> _PROBLEM DESCRIPTION_: Quote each line exactly, from the line that contains "Annotation task: tag one point per instance of the yellow" down to the last line of the listing, and no other lines.

******************************

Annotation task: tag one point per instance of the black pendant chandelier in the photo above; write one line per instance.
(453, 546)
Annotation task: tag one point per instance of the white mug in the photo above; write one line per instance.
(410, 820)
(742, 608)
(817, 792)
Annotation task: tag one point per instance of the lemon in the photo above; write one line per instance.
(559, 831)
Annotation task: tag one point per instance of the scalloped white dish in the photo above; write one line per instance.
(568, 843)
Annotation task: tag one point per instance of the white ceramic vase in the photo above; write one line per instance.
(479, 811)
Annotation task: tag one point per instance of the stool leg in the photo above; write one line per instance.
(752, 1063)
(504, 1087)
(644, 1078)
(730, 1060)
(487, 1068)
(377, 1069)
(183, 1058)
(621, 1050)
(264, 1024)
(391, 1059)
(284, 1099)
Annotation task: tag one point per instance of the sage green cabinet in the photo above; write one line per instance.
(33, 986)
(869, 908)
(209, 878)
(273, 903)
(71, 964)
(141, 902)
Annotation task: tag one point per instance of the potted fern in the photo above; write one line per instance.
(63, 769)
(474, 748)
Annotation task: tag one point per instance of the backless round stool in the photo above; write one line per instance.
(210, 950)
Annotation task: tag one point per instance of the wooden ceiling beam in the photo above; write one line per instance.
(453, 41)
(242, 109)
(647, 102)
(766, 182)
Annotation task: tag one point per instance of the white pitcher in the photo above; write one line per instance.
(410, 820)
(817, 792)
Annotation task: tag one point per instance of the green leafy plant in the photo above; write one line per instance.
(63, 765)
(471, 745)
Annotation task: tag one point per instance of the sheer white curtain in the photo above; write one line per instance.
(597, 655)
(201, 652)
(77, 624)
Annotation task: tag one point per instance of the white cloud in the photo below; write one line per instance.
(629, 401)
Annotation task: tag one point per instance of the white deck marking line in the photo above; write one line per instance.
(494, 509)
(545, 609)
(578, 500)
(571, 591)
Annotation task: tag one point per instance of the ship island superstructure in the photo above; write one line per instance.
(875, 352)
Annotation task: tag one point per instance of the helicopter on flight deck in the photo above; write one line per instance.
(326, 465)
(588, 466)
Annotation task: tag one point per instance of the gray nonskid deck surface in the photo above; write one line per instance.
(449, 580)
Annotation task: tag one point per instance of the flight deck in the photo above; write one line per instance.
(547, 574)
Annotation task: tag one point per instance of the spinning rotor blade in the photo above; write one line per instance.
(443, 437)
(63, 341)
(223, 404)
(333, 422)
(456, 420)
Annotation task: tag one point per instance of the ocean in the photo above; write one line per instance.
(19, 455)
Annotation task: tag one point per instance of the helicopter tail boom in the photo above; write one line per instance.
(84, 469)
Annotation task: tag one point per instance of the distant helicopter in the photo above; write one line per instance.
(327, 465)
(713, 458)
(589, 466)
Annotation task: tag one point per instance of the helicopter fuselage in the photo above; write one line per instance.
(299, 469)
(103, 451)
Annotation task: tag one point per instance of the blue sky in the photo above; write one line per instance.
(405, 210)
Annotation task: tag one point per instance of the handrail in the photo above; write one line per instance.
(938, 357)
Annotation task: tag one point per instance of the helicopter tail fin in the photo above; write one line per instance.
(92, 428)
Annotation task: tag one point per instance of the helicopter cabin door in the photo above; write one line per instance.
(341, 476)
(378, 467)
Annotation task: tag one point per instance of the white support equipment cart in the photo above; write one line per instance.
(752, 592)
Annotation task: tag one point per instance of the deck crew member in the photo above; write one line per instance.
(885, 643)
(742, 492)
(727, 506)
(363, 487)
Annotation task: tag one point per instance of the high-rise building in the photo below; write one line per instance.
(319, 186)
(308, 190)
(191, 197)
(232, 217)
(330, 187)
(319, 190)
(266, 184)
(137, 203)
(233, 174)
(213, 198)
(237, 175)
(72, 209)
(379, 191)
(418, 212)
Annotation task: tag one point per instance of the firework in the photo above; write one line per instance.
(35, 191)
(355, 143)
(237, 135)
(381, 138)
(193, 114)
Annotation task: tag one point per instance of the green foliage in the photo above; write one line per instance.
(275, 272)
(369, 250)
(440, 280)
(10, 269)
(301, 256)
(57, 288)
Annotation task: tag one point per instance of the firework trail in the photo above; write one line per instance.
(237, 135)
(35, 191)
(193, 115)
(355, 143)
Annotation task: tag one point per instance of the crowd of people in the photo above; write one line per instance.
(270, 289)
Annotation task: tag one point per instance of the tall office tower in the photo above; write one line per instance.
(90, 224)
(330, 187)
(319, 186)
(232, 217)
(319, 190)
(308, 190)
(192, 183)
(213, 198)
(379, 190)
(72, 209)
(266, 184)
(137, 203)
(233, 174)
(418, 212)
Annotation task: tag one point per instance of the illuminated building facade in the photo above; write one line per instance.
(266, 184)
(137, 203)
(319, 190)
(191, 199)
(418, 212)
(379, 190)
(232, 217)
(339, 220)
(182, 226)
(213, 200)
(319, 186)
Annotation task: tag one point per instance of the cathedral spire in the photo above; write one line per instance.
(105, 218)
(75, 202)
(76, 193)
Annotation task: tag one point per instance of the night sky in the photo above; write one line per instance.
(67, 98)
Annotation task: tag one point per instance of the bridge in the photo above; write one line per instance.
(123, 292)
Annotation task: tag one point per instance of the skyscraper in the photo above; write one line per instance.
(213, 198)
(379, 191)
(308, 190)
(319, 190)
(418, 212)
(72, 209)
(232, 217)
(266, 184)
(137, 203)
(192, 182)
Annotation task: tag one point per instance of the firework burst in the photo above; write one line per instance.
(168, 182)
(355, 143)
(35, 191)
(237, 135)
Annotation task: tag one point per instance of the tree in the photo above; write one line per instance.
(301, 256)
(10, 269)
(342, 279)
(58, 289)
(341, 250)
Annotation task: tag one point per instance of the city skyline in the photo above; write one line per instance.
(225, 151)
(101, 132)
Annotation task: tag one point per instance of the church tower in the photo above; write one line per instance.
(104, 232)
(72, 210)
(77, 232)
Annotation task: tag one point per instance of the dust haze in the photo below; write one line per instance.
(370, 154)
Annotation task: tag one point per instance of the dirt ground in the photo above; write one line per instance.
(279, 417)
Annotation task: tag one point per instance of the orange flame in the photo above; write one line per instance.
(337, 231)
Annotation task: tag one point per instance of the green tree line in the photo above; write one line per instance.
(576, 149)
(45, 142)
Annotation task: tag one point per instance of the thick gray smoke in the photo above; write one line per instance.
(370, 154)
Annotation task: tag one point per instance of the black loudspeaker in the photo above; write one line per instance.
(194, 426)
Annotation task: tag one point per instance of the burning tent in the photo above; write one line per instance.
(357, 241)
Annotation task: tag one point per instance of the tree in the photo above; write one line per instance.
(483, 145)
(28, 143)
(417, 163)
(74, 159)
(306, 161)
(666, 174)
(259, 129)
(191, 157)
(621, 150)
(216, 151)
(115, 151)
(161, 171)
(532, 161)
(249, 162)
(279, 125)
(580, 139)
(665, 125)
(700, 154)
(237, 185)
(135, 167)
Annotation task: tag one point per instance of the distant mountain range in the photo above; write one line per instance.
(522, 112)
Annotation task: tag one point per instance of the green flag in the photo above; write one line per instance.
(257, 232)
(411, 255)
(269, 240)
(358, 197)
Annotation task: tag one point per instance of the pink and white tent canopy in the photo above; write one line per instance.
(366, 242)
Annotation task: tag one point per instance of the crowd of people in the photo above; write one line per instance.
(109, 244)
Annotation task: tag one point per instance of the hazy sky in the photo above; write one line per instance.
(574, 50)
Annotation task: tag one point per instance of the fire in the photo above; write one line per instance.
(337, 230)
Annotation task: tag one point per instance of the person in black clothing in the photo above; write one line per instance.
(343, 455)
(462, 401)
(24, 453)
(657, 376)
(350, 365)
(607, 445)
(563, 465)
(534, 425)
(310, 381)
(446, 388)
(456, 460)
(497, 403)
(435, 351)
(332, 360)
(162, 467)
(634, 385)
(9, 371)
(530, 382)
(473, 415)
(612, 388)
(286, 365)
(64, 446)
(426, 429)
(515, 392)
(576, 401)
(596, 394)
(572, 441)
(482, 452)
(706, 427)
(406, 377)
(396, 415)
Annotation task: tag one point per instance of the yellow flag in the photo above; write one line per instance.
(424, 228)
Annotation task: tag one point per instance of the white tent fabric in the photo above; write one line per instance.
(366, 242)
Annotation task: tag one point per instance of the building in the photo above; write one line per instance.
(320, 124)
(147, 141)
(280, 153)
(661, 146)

******************************

> _WRITTEN ANSWER_:
Annotation task: tag one point per instance of the yellow flag in the photo above; write one line per instance.
(424, 228)
Annotation task: tag one point per instance of the white tent fabric in the photo above; write one line per instance.
(366, 242)
Annotation task: tag one point per instance of the building in the photo above; write one line per instance.
(320, 124)
(147, 141)
(280, 153)
(661, 146)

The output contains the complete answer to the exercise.